- Texto fornecido -
☆ ☆ ☆ ☆ ☆

Um jovem desenvolve o costume de admirar as pessoas que passam pelas ruas do centro de Porto Alegre através da janela de sua casa. No entanto, transformações na política brasileira fazem com que antigas feridas sejam reabertas. De repente, ele encontra dificuldades em separar a vida no apartamento e os acontecimentos externos.

Crítica

Embora as novas tecnologias de telefones celulares e câmeras caseiras tenham produzido uma forma inédita de vício e de narcisismo, elas também transformaram novas classes sociais em potenciais cineastas. Alguns dos projetos mais interessantes do cinema nacional recente surgem da adequação do conteúdo amador a uma visão de mundo urgente, como se os criadores não pudessem mais esperar para reunir o orçamento necessário a um grande projeto. Isso não implica em obras fáceis ou fracas, pelo contrário: os projetos do gênero fazem prova de criatividade ao explorar a textura digital de baixa qualidade, utilizar recursos à disposição de qualquer um e moldar o tempo com uma liberdade que produções onerosas não poderiam fazer. Esta é a vantagem do baixíssimo orçamento: a capacidade de pesquisar registros, conceitos, com menos pressão e menos satisfações a dar.

☆ ☆ ☆ ☆ ☆

- Descrição da tarefa -
Prossiga com a crítica de cinema acima, começando logo depois da última frase mostrada. As linhas abaixo provêm de outra fonte.

- Dados fornecidos -
☆ ☆ ☆ ☆ ☆

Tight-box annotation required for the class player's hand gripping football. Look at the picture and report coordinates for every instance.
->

☆ ☆ ☆ ☆ ☆

- Resultado -
Mirante se insere nesta linha de concepção do cinema. Rodrigo John dirige, roteiriza, produz, interpreta, monta as imagens filmadas da janela de seu apartamento ao longo de aproximadamente dez anos. Por um lado, o olhar afiado à banalidade proporciona momentos dignos de um bom cronista, a exemplo das interações dos vizinhos dentro dos seus apartamentos (o casal tão próximo um do outro, mas sem se tocar) e dos barcos que atravessam o porto ao longe, por entre os prédios. Existe um caráter de contemplação estética, misturado ao voyeurismo do acesso à vida alheia, que resulta num complexo exercício de observação. Por outro lado, a sobreposição de sons relacionados à política nacional (gritos contra Dilma, os votos pró e contra a presidenta durante o golpe de 2016, frases de Bolsonaro e palavras de ordem de manifestantes progressistas nas ruas) permite inserir as imagens num contexto sociopolítico preciso. Afinal, observar as ruas brasileiras antes e depois de junho de 2013 não possui o mesmo valor.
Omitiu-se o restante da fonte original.